--- WORK ITEM ---
List every person the article below on unpaid wages identifies by full name.

--- EXTRACT TO READ ---
────────────────
Politics & Government

With just one missed check, workers’ lives can be derailed

When Ann Loyd wasn’t paid for work she did, she contacted the Labor Department, but no action was taken on her behalf.
When Ann Loyd wasn’t paid for work she did, she contacted the Labor Department, but no action was taken on her behalf. cliddy@newsobserver.com

To Ann Loyd, it felt like old-fashioned theft.

Her boss hadn’t paid her for weeks spent tending to troubled women at Your New Beginning, a state-licensed group home in Raeford. When her employer did pay, her check was late and short on hours, state records show.

When an investigator for the state Department of Labor closed the case against Loyd’s employer, Akilia Slocumb, without collecting all the money she was owed, Loyd’s despair grew deeper. Loyd felt as if she didn’t matter.

“I used to feel like Raleigh was the big dogs. You know, you contact Raleigh and they are going to be on it,” said Loyd, 46, who lives with her teenage daughter in Raeford, 80 miles southwest of Raleigh. “I was very disappointed. Disappointed in the whole system. Disappointed that this woman is still riding around like she’s invincible, and I’m suffering.”

While Loyd felt alone, she was one of many. The Labor Department routinely fails to help the workers who turn to it to collect the money they earned.

The News & Observer analyzed more than 1,000 cases from fiscal year 2014 in which labor investigators found that employers owed their workers money. All told, investigators failed to collect $1 million for 617 workers that year, nearly half of what was owed.

They advised the workers to go to court on their own if they wanted to collect the lost wages, a difficult task for hourly workers with little money for a legal fight. The employers were not punished.

They are already earning poverty wages. If they don’t get paid, (they) forgo having a meal or going to the doctor. Or they end up seeking public assistance.

Haeyoung Yoon, worker advocate for the National Employment Law Project in New York

Many workers were like Loyd, a low-wage earner barely supporting herself when the paychecks came on time. Earning $8.25 an hour, she needed every cent to pay rent and buy groceries for herself and her daughter. When the checks were disrupted, her life spun out of control.
────────────────
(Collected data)
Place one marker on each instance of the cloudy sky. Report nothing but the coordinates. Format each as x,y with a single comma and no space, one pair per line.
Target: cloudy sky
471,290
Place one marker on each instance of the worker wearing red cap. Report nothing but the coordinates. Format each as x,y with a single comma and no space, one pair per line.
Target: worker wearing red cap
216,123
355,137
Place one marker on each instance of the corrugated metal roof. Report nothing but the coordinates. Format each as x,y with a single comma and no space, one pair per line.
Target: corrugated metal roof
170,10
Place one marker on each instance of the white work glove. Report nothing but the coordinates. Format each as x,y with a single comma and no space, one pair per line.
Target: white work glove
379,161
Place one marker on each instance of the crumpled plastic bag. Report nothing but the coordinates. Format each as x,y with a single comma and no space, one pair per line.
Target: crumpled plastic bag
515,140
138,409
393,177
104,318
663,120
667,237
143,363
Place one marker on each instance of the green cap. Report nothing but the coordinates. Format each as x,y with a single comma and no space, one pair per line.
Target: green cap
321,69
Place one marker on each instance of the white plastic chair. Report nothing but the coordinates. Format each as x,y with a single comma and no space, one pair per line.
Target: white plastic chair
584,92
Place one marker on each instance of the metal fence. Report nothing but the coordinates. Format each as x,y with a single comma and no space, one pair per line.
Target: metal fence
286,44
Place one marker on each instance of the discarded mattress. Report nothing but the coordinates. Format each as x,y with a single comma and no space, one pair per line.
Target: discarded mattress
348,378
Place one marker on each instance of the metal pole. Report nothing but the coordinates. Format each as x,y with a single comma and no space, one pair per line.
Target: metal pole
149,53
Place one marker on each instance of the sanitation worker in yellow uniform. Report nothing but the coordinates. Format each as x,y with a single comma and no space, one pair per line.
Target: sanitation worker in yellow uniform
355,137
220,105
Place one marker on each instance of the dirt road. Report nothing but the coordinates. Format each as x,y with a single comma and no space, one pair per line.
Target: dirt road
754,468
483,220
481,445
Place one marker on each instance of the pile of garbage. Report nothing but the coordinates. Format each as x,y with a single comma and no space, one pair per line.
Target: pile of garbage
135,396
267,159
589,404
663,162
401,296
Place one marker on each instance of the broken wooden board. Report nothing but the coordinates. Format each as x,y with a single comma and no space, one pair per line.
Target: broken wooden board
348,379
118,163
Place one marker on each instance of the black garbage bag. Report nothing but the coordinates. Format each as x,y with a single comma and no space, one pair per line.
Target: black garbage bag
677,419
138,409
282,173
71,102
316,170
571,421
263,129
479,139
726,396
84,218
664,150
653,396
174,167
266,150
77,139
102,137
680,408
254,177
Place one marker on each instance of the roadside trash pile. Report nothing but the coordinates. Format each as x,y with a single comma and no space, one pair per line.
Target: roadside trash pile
────────────────
--- RESPONSE TO THIS EXERCISE ---
Ann Loyd
Akilia Slocumb
Haeyoung Yoon